Source excerpt:
==============================

In Malawi, Melania was reportedly met with a few protesters bearing signs regarding President Trump's "shithole countries" comments. She was also questioned about the Trump administration's budget cuts to the United States Agency for International Development, and its elimination of funds for education in Malawi. But the true controversy of the trip came from her outfits. Melania roamed around Africa in safari garb: khaki dresses, shirts with utilitarian pockets, jodhpurs, fedoras and ties. It was all very Out of Africa. In other words, Melania dressed like a 19th-century colonist (and the Nazi archaeologist from Indiana Jones).

Melania was especially criticized for wearing a white pith helmet while on safari in Kenya. Pith helmets are a potent symbol of white supremacy and colonialism. Nineteenth-century colonists believed that the strong sun in "the tropics" would attack white people's nervous systems, leading to infertility, depression, memory loss, and "outbursts of excessive passion." They wore pith helmets, red vests, and quilted spine pads to protect themselves from a so-called "actinic ray." And Melania wore one to look chic!

In an article for Vox's The Goods, writer Gaby del Valle spoke to Charlene Lau, a fashion historian, about Melania's "Wildest Dreams"-esque looks. "It is possible that inspiration for such dress is gleaned from mass stereotyping and superficial ideas of [African] nationhood," said Lau. "While this may be the case, these notions do have roots in colonialism, spread through the cultural imagination via literature, film, music and the visual arts."

Melania did not respond well to questions about her attire. "I want to talk about my trip and not what I wear," she reportedly said. But considering her husband's policies regarding "shitholes," and the fact that white supremacists like Stephen Miller serve prominently in his administration, her outfits said a lot more than any baby elephant interaction ever could.

This summer, when visiting children that the Trump administration placed in immigration detention centers, Melania wore a Zara jacket with a slogan that read "I really don't care, do u?" Despite her protests, her clothes speak quite loudly for themselves.

==============================

Rewrite the passage from "This summer, when" through "loudly for themselves.", substituting "coat" for "jacket". Rely on nothing but the passage about Melania's wardrobe.

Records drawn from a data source
==============================

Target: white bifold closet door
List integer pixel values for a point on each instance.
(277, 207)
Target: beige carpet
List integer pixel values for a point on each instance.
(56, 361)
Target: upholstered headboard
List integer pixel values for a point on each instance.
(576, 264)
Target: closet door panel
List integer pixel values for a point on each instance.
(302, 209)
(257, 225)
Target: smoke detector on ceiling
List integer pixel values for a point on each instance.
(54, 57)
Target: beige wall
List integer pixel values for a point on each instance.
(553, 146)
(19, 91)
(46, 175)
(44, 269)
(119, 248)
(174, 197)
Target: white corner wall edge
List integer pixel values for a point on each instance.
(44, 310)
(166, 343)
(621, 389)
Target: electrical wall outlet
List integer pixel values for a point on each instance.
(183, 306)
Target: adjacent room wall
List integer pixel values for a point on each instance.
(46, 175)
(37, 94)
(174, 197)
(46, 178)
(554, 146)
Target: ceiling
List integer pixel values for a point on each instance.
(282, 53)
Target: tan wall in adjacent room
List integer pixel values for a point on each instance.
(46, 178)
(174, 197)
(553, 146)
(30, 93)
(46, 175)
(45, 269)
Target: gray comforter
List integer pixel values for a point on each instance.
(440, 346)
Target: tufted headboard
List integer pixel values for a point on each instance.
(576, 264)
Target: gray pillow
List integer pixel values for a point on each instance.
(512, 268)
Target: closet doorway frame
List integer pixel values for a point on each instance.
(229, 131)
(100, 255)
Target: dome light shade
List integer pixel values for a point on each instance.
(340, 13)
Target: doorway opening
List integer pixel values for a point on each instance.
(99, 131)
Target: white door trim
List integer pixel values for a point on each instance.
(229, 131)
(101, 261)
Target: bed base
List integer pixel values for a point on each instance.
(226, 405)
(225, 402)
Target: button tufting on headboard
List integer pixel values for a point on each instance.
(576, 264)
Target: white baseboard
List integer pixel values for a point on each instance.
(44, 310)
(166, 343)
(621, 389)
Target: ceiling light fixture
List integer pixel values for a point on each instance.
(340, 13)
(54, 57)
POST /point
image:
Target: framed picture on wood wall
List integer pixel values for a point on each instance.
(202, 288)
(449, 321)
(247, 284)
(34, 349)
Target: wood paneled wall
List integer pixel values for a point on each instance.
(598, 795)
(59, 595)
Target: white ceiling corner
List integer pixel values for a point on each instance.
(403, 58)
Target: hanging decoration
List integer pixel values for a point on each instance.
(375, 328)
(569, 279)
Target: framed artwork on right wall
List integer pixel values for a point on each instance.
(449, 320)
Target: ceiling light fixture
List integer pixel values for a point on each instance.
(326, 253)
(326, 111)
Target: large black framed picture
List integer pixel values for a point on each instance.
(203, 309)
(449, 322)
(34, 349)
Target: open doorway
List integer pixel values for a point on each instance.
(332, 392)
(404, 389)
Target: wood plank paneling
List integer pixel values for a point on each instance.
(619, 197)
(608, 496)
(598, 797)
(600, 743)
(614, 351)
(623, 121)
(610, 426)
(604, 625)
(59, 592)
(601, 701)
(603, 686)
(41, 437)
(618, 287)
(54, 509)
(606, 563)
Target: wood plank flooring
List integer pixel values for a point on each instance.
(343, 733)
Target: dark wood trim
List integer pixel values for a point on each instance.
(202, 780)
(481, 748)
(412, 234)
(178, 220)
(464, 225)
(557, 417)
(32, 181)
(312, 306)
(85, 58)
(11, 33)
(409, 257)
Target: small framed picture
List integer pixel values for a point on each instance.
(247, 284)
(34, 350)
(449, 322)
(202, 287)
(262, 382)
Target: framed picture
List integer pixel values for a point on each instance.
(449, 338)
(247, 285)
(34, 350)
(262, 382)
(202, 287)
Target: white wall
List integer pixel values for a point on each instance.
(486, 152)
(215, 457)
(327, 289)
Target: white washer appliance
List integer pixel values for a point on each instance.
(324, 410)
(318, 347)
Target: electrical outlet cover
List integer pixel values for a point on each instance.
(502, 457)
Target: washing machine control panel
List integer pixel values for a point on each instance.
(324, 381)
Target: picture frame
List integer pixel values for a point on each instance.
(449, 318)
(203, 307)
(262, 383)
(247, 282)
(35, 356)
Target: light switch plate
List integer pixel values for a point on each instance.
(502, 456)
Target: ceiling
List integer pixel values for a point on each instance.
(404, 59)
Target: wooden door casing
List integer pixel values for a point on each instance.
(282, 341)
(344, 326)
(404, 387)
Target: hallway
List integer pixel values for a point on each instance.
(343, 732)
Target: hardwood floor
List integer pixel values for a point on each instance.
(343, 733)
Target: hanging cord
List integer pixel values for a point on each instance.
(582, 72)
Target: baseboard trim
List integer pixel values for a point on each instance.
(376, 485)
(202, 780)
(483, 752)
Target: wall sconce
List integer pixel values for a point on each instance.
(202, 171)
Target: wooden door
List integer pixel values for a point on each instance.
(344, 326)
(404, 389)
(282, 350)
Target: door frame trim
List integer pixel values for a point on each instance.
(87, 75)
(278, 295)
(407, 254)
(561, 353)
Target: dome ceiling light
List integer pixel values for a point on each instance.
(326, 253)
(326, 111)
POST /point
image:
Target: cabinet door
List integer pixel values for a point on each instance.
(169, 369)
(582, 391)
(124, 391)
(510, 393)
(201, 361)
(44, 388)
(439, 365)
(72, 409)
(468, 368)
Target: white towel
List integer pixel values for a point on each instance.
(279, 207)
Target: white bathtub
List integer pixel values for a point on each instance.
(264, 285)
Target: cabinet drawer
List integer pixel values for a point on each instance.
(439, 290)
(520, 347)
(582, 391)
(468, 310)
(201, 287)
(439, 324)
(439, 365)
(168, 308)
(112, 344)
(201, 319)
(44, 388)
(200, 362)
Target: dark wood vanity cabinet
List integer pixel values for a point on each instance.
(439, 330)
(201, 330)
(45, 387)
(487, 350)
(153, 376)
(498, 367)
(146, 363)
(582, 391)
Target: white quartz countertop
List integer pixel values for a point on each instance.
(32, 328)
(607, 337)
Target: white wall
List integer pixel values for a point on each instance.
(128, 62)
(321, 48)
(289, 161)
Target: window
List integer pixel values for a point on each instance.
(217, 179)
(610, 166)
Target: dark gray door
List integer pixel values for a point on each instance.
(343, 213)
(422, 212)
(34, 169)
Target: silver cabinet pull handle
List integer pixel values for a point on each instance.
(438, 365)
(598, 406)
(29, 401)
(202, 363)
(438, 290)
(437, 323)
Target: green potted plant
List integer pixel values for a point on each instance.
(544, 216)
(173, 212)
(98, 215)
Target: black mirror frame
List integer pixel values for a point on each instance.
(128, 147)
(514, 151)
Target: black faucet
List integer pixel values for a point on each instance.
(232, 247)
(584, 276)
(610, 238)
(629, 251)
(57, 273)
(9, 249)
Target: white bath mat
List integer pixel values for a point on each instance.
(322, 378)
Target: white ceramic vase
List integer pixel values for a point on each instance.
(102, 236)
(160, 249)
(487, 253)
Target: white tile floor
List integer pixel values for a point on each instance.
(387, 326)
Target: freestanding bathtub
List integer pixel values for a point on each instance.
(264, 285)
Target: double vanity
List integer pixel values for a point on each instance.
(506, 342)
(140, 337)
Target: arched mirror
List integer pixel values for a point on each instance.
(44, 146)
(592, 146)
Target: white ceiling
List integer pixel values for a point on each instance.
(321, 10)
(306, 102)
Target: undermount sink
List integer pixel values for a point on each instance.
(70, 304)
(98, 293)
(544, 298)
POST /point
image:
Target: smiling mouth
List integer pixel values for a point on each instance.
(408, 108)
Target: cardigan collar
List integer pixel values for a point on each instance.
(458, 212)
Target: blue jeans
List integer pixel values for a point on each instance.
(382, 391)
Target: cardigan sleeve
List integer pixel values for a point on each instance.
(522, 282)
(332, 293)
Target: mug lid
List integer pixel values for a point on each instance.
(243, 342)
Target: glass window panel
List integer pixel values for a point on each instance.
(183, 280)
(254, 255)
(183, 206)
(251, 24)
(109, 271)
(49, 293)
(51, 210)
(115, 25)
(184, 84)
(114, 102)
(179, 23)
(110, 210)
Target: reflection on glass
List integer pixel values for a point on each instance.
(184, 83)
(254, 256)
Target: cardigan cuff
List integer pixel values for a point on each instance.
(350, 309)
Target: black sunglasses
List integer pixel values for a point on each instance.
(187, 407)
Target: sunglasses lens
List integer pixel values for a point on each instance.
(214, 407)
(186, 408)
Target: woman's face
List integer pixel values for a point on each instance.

==============================

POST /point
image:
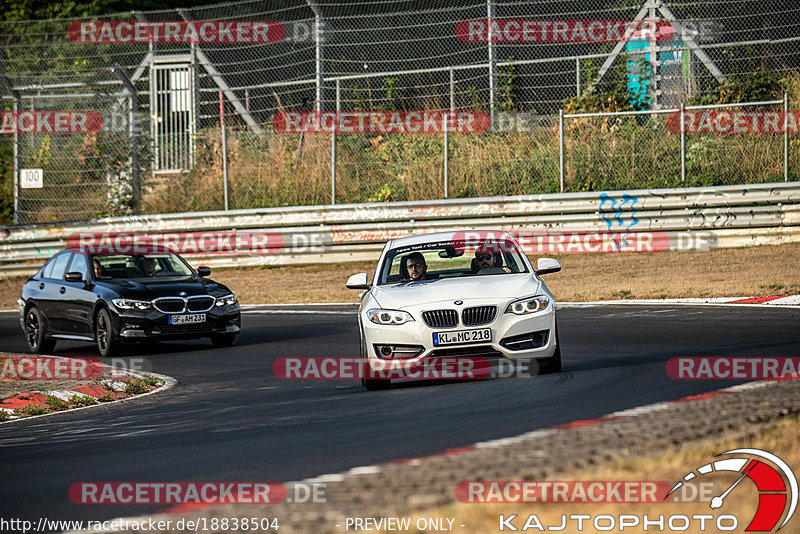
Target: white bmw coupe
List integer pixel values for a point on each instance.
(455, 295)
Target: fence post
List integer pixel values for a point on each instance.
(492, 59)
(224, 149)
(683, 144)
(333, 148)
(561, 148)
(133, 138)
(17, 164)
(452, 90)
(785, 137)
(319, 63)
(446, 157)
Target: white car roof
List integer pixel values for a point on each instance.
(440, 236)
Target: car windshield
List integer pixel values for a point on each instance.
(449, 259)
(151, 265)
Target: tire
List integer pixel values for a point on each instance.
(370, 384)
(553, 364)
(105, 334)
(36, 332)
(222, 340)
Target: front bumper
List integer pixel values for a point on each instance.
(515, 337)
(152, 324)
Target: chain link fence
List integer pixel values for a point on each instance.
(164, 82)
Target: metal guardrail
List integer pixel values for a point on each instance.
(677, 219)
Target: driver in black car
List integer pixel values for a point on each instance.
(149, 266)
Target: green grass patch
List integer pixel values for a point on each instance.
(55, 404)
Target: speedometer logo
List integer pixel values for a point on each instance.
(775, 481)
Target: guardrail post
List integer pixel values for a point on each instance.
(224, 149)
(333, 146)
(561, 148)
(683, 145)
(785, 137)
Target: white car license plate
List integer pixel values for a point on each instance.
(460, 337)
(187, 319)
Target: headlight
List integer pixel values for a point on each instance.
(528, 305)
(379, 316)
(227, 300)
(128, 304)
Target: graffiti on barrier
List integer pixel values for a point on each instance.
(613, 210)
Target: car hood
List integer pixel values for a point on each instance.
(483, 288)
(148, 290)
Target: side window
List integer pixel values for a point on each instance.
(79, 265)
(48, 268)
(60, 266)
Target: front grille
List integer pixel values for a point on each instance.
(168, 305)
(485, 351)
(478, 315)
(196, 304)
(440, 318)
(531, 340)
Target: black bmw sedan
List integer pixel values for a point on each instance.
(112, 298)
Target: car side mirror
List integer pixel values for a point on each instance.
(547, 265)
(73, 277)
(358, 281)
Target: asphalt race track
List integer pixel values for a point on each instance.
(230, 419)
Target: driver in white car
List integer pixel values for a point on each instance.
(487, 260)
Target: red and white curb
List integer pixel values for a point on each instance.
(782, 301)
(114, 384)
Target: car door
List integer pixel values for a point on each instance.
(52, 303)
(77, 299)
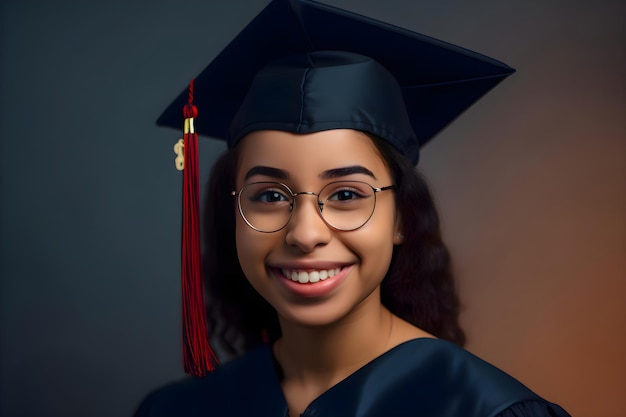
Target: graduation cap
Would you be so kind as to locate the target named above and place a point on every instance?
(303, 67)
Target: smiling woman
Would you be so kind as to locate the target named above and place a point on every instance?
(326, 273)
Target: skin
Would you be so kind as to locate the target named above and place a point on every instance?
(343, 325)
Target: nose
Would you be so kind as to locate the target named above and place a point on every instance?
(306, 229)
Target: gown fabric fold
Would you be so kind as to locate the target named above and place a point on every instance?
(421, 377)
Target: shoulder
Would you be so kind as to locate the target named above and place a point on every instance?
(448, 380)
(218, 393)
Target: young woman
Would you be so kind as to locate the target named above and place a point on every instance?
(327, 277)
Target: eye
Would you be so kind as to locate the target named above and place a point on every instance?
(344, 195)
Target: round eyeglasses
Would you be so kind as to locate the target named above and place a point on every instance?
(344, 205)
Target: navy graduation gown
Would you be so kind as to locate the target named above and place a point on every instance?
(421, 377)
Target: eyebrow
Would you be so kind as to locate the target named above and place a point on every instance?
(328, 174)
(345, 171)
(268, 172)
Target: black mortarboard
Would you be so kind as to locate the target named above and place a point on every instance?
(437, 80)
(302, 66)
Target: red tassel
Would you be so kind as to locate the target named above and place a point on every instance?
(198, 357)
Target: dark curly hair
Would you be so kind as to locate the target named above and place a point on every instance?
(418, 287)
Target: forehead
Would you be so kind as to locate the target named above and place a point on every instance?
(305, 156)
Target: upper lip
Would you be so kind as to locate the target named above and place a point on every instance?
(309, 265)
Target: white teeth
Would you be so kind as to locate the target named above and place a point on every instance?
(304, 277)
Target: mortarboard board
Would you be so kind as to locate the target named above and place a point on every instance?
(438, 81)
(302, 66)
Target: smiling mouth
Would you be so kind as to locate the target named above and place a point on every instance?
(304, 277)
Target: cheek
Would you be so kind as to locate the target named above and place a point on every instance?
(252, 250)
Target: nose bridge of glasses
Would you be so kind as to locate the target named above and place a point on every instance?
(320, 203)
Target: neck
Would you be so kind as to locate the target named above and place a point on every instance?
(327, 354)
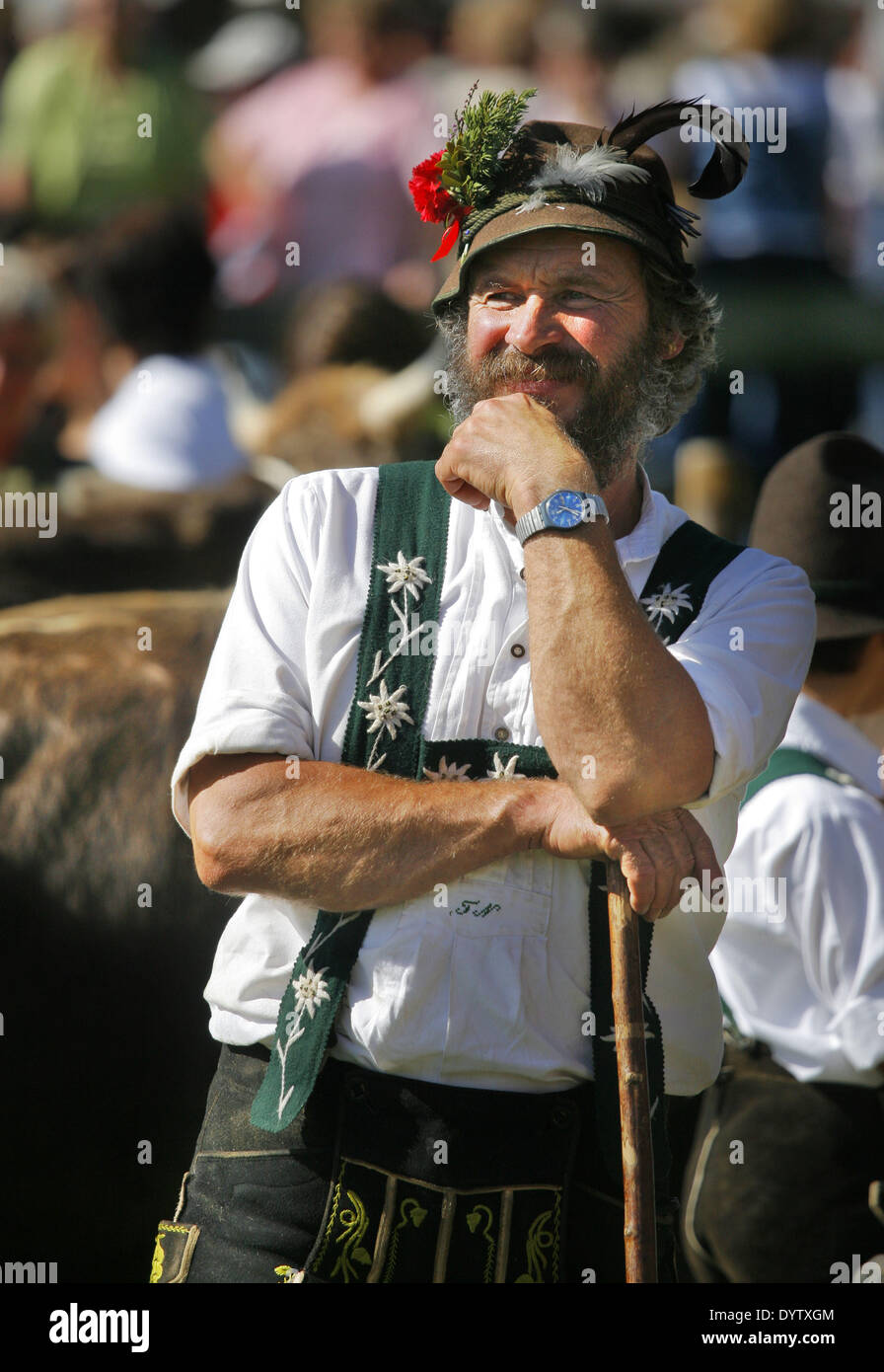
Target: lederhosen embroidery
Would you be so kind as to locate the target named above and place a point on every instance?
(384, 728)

==============================

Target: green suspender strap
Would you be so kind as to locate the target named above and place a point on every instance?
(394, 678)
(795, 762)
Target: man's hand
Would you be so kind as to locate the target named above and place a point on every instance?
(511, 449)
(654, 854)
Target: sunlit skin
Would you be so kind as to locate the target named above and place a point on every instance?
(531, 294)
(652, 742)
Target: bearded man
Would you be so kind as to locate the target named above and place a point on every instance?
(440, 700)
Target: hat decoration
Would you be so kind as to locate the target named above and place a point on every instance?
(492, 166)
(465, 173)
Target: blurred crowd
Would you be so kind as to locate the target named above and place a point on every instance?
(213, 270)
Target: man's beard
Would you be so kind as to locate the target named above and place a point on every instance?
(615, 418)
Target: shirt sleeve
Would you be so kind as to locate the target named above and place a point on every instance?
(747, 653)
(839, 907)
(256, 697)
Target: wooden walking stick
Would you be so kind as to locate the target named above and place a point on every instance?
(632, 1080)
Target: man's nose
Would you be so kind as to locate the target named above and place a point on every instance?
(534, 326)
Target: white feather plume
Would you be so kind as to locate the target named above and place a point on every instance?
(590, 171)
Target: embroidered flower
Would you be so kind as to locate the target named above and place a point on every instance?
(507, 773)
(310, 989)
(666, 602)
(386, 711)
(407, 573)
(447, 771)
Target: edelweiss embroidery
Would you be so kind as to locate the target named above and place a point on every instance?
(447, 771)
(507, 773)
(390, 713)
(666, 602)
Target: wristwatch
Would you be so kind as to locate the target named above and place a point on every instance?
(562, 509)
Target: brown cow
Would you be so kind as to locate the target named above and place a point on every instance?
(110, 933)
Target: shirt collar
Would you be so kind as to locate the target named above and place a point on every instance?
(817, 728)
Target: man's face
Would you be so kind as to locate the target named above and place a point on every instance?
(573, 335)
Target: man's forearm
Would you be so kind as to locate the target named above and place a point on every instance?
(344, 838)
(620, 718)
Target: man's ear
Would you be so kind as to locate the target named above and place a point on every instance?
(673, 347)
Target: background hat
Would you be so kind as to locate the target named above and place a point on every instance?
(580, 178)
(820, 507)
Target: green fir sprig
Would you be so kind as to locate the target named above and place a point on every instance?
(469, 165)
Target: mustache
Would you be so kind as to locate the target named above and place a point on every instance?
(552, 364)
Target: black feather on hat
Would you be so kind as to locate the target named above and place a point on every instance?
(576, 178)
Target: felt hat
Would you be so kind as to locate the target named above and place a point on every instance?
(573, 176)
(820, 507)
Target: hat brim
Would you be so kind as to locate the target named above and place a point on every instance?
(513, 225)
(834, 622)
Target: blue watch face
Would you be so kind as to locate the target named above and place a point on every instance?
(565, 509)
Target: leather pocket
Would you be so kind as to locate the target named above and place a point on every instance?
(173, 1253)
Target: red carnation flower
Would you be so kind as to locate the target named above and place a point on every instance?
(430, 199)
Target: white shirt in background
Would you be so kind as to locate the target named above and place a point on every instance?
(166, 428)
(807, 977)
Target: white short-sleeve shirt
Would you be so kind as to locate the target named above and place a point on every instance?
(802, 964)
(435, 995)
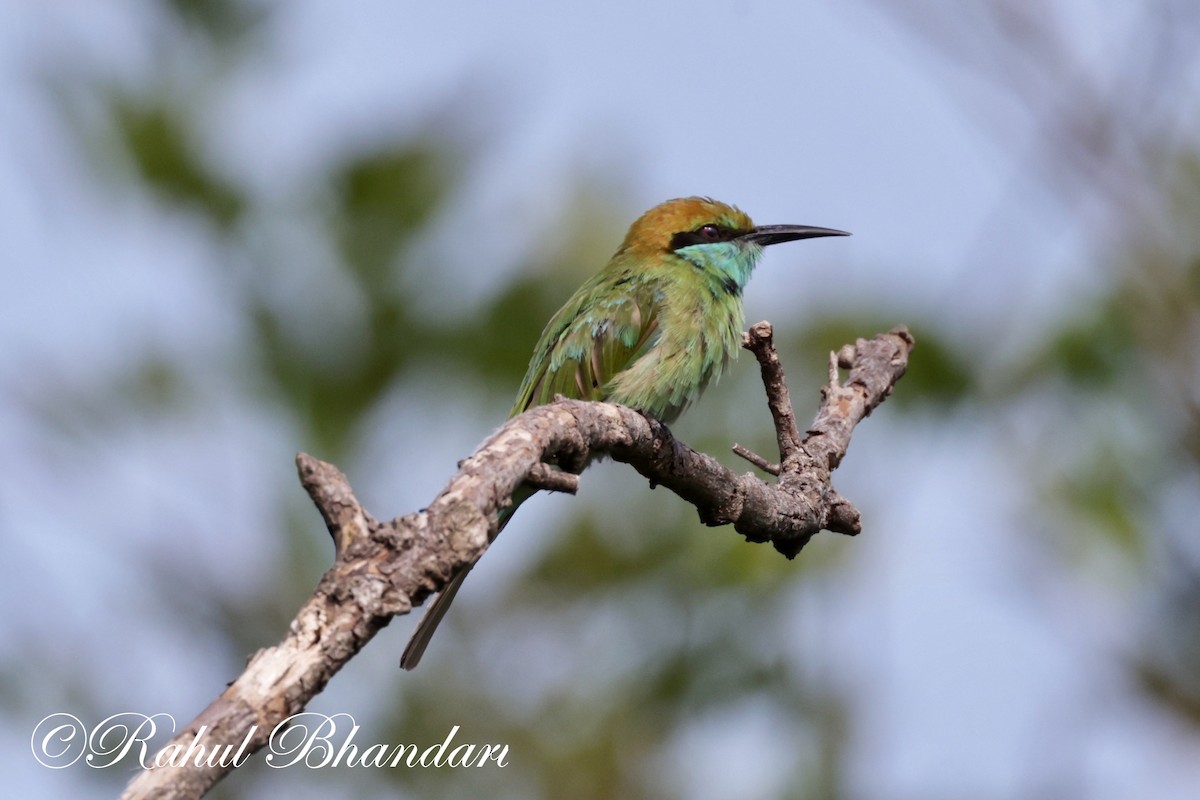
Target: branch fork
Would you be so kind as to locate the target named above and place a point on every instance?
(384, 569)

==============================

Exercise result:
This summer, when visiting children that the Trump administration placed in immigration detention centers, Melania wore a Zara coat with a slogan that read "I really don't care, do u?" Despite her protests, her clothes speak quite loudly for themselves.